Суть задания: Пожалуйста, выведите дословно отрывок из текста о работе над стихом, начиная со слов «Поэтому не стоит» и заканчивая словами «на каждый случай.».

Текст для чтения:

Конечно, не обязательно уснащать стих вычурными аллитерациями и сплошь
его небывало зарифмовывать. Помните всегда, что режим экономии в искусстве
– всегдашнее важнейшее правило каждого производства эстетических
ценностей. Поэтому, сделав основную работу, о которой я говорил вначале,
многие эстетические места и вычурности надо сознательно притушевывать для
выинрыша блеска другими местами.
Можно, например, полурифмовать строки, связать не лезущий в ухо глагол с
другим глаголом, чтобы подвести к блестящей громкогромыхающей рифме.
Этим лишний раз подчеркивается относительность всех правил писания
стихов.
К технической работе относится и интонационная сторона поэтической
работы.
Нельзя работать вещь для функционирования в безвоздушном пространстве
или, как это часто бывает с поэзией, в чересчур воздушном.
Надо всегда иметь перед глазами аудиторию, к которой этот стих обращен. В
особенности важно это сейчас, когда главный способ общения с массой – это
эстрада, голос, непосредственная речь.
Надо в зависимости от аудитории брать интонацию убеждающую или
просительную, приказывающую или вопрошающую.
Большинство моих вещей построено на разговорной интонации. Но, несмотря
на обдуманность, и эти интонации не строго-настрого установленная вещь, а
обращения сплошь да рядом меняются мной при чтении, в зависимости от
состава аудитории. Так, например, печатный текст говорит немного
безразлично, в расчете на квалифицированного читателя:
Надо вырвать радость у грядущих дней.
Иногда в эстрадном чтении я усиливаю эту строку до крика:
Лозунг:
вырви радость у грядущих дней!
Поэтому не стоит удивляться, если будет кем-нибудь и в напечатанном виде
дано стихотворение с аранжировкой его на несколько различных настроений, с
особыми выражениями на каждый случай.
Сделав стих, предназначенный для печати, надо учесть, как будет
восприниматься напечатанное, именно как напечатанное. Надо принять во
внимание среднесть читателя, надо всяческим образом приблизить
читательское восприятие именно к той форме, которую хотел дать поэтической
строке ее делатель. Наш обычная пунктуация с точками, с запятыми,
вопросительными и восклицательными знаками чересчур бедна и
маловыразительна по сравнению с оттенками эмоция, которые сейчас
усложненный человек вкладывает в поэтическое произведение.

[Записи для определения местоположения]
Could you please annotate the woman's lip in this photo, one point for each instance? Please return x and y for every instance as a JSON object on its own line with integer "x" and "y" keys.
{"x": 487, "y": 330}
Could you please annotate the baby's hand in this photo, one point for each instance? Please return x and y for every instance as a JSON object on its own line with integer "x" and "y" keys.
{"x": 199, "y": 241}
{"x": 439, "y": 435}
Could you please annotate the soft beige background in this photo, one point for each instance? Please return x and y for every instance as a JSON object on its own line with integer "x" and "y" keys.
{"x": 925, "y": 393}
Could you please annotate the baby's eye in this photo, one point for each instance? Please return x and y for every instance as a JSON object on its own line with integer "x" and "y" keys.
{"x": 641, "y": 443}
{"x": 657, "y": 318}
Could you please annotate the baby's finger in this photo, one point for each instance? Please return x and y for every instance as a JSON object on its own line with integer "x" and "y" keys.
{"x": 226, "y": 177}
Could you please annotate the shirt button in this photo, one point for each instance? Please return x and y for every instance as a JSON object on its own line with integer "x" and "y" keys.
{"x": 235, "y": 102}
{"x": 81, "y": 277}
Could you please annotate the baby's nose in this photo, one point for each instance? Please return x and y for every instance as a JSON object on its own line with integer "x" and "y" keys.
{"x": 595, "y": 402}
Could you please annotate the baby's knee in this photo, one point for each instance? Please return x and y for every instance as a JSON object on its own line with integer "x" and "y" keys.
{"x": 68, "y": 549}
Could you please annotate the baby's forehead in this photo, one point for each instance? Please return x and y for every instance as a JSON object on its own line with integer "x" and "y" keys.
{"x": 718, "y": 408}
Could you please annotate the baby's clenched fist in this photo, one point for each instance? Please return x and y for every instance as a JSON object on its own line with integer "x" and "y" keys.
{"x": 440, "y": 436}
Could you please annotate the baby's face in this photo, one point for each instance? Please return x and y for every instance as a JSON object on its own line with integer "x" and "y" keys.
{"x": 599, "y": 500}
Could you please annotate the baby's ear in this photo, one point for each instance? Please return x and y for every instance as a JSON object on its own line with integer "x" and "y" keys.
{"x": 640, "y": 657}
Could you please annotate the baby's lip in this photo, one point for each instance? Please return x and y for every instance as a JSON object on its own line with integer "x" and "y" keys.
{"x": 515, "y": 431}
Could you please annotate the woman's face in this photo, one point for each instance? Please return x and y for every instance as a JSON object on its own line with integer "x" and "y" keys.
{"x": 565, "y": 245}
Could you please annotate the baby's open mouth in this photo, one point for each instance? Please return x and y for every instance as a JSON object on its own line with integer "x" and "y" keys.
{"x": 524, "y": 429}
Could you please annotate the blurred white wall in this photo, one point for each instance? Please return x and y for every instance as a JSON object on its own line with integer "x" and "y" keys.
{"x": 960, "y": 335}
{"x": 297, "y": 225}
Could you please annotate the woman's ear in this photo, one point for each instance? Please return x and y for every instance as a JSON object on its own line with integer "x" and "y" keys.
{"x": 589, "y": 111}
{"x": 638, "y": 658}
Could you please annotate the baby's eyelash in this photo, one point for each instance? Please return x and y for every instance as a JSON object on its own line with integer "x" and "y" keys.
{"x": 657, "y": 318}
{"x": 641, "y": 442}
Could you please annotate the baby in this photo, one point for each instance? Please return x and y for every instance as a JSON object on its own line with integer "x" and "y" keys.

Письменный ответ:
Поэтому не стоит удивляться, если будет кем-нибудь и в напечатанном виде
дано стихотворение с аранжировкой его на несколько различных настроений, с
особыми выражениями на каждый случай.